### PASSAGE
* * * * *

Things went down hill from there. Big Food lobbied hard and the USDA caved to pressure in 2014 and made it easier for schools to serve French fries and pizza. And again, Big Food lobbied hard and the USDA pulled back restrictions on sodium levels, flavored milks and amounts of refined grains. It got even slipperier during the Trump administration.

The big culprit though is how we think of education.

We believe culturally that the cafeteria is not the classroom. That education is not connected to food and how we eat. That if it is part of education, it has to be “learning about cups and quarts through cooking.” Instead food is a monstrosity that has to be cobbled together outside of state and local tax dollars for instruction and it has to be done as cheaply and efficiently as possible. It can be shitty and we are still getting the job done.

These adult ideological issues and arguments leave kids at the mercy of brands inundating them, and changing and setting their taste preferences with packaged and nutritionally deficient foods at earlier and earlier ages. The brands get into schools and that kind of marketing makes lifelong consumers for the company. And they are paid well for it. This also applies to food pantries and banks. I personally know one nearby food pantry that does a “soda day” where a Coca-cola truck pulls up with pallets of soda to give out to people in need.

It’s marketing gold.

Take Raisels, found in schools as a competitive food and a perfect example of how packages foods can disrupt taste preferences. Raisels are naturally sweetened raisins (dried fruit tends to have a lot of natural sugar anyway) dipped in sour dust-candy. They come in flavours like sour lemon and sour watermelon, and are on the list for approved snacks in our school system. (You can go to your school system’s food services website and approved competitive foods should be listed somewhere.) But a closer look at the ingredients shows that they one serving of Amazin’ Raisins has 22 grams of sugar. That’s 4.4 teaspoons of processed sugars. Consider that an orange has 9-14 grams of natural sugars (which impact the body differently than processed sugar).

* * * * *

### DATASET CONTENT
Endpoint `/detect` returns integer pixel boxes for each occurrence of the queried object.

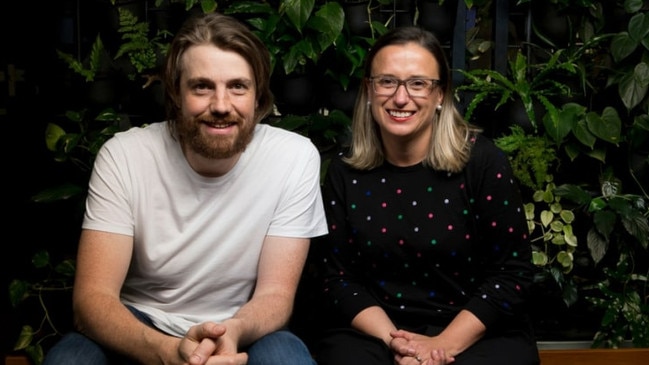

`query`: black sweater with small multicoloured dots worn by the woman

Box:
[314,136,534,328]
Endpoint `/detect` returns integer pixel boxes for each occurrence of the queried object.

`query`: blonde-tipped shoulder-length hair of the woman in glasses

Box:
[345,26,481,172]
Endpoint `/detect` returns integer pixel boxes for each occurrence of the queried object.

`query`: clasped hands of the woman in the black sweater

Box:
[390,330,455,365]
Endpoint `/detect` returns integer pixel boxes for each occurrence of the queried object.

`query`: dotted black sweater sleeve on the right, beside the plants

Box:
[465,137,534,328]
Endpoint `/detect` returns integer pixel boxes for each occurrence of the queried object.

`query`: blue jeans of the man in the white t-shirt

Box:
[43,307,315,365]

* * * * *

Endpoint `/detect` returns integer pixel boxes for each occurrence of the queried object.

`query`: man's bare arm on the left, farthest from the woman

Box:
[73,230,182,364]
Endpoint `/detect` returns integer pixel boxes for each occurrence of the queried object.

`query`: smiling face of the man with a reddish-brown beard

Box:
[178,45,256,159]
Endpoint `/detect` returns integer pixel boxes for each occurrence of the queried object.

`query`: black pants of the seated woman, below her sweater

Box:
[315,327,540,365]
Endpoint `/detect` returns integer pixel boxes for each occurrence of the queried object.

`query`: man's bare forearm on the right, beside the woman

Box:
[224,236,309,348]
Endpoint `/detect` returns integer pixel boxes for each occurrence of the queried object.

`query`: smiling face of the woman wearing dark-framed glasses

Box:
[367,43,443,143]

* * * * *

### ACTIVITY LIST
1. Reproduce the school food passage word for word, between "It’s marketing gold." and "than processed sugar).", inclusive.
2. In the school food passage, in what year did the USDA make it easier for schools to serve French fries and pizza?
3. Write the next part of the school food passage, picking up right after its final sentence.

### ANSWERS BY ITEM
1.
It’s marketing gold.

Take Raisels, found in schools as a competitive food and a perfect example of how packages foods can disrupt taste preferences. Raisels are naturally sweetened raisins (dried fruit tends to have a lot of natural sugar anyway) dipped in sour dust-candy. They come in flavours like sour lemon and sour watermelon, and are on the list for approved snacks in our school system. (You can go to your school system’s food services website and approved competitive foods should be listed somewhere.) But a closer look at the ingredients shows that they one serving of Amazin’ Raisins has 22 grams of sugar. That’s 4.4 teaspoons of processed sugars. Consider that an orange has 9-14 grams of natural sugars (which impact the body differently than processed sugar).

2. 2014

3.
But after you eat all that sugar how good will an orange taste? Can it deliver that tart overload of sugary dopamine rush? Nope. Every box of sour-dusted Amazin’ raisins makes having a banana or an orange that much less satisfying.

So, take the school store filled with Air Heads and Takis, and then add on the other school food events that sell these sweet and nutrition-compromised foods to our kids, PTA, school fairs, Trunk or Treats, etc. At the elementary school I mention here, they have a policy of only pre-packaged foods in the classrooms. This has something to do with managing children’s allergies and preventing law suits, I believe, but it means that every classroom event is filled with bad punch and plastic containers filled with store-bought donuts. There are kids in that school who have NEVER or RARELY had a home-cooked meal. But because we view food outside of education, that doesn’t feel like something that should be tackled at the school level. And while we sleep on this, Big Food is setting the taste preferences for kids across generations.

As of right now all of my kids are either out of school or doing some kind of from-home hybrid schooling and I have to say that I was so relieved to have my youngest kids (12 and 8) no longer inundated with gross food constantly throughout their day. They love it, don’t get me wrong, Raffi, if he has two dollars in his pocket, will find some chips and a soda somewhere. But by limiting the school foods, I have a shot at being a part of their taste preference development because I no longer have to compete with the school system. It makes my job so much easier.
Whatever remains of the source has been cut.